> _Opdracht 1_: Kun je de records hieronder bijwerken door overal "linear ceiling light" te vervangen door "recessed ceiling light" en al het andere ongewijzigd te laten? Neem de afbeeldingen niet op in je antwoord.

> _Tekstfragment_:
################
Dan de zogenaamde REMIT-verordening, die regels stelt voor het toezicht op de groothandelsmarkt.
De Europese energiemarkt bevat veel grote bedrijven die actief zijn in meerdere lidstaten.
Dat vraagt wat D66 betreft om een Europese toezichthouder met stevige bevoegdheden.
Er was zonet even een interruptiedebatje met de heer Erkens hierover. Dat doen we
immers ook bij big tech, zoals ik zonet ook al zei. Waarom dan niet bij big energy?
Ik heb twee vragen aan de Minister. Vraagt grensoverschrijdend marktmisbruik niet
om stevige boetes van een Europese toezichthouder? En waarom is het kabinet kritisch
op de eigenstandige onderzoeksbevoegdheid van de EU-energieautoriteit ACER? D66 vindt
het verweer van het kabinet dat de coördinatie lastiger wordt een zwaktebod. Datzelfde
geldt voor de kritische houding van het kabinet over het harmoniseren van boetes.
################
(Items uit een gegevensbron)
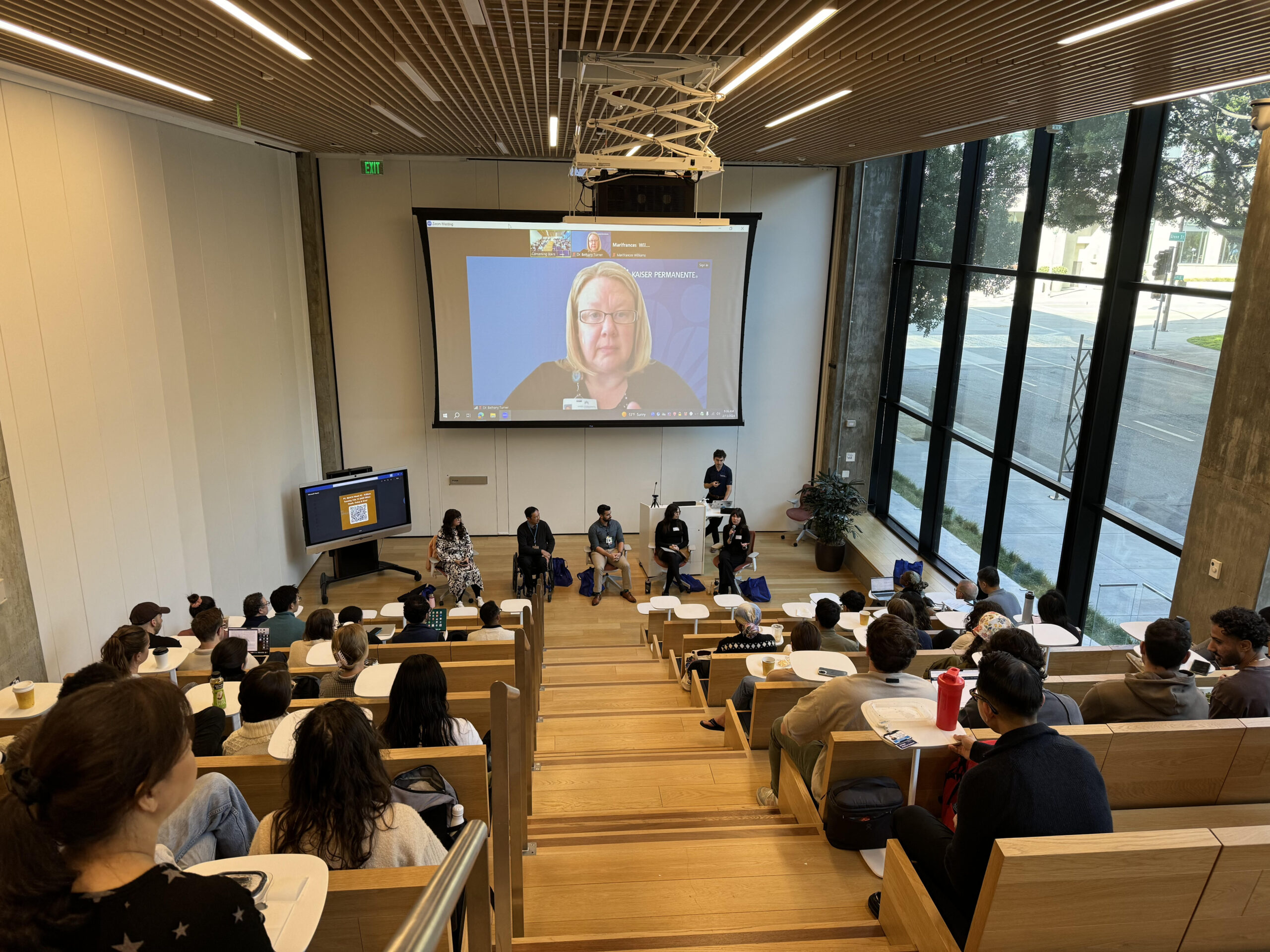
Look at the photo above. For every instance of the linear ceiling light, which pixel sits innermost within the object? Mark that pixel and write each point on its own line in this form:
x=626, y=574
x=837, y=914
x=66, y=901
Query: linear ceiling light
x=398, y=119
x=816, y=21
x=808, y=108
x=413, y=75
x=243, y=17
x=1189, y=93
x=93, y=58
x=1126, y=21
################
> _Opdracht 2_: Wil je uit de tekst over Europees energietoezicht het stuk van "De Europese energiemarkt" tot en met "harmoniseren van boetes." letterlijk overnemen?

> _Juist antwoord 1_:
Look at the photo above. For every instance of the recessed ceiling light, which pixel sits innermost within the object? Mark that pixel and write each point on its own line in this form:
x=626, y=574
x=837, y=914
x=66, y=901
Query: recessed ceiling light
x=398, y=119
x=816, y=21
x=808, y=108
x=413, y=75
x=243, y=17
x=1189, y=93
x=93, y=58
x=1126, y=21

> _Juist antwoord 2_:
De Europese energiemarkt bevat veel grote bedrijven die actief zijn in meerdere lidstaten.
Dat vraagt wat D66 betreft om een Europese toezichthouder met stevige bevoegdheden.
Er was zonet even een interruptiedebatje met de heer Erkens hierover. Dat doen we
immers ook bij big tech, zoals ik zonet ook al zei. Waarom dan niet bij big energy?
Ik heb twee vragen aan de Minister. Vraagt grensoverschrijdend marktmisbruik niet
om stevige boetes van een Europese toezichthouder? En waarom is het kabinet kritisch
op de eigenstandige onderzoeksbevoegdheid van de EU-energieautoriteit ACER? D66 vindt
het verweer van het kabinet dat de coördinatie lastiger wordt een zwaktebod. Datzelfde
geldt voor de kritische houding van het kabinet over het harmoniseren van boetes.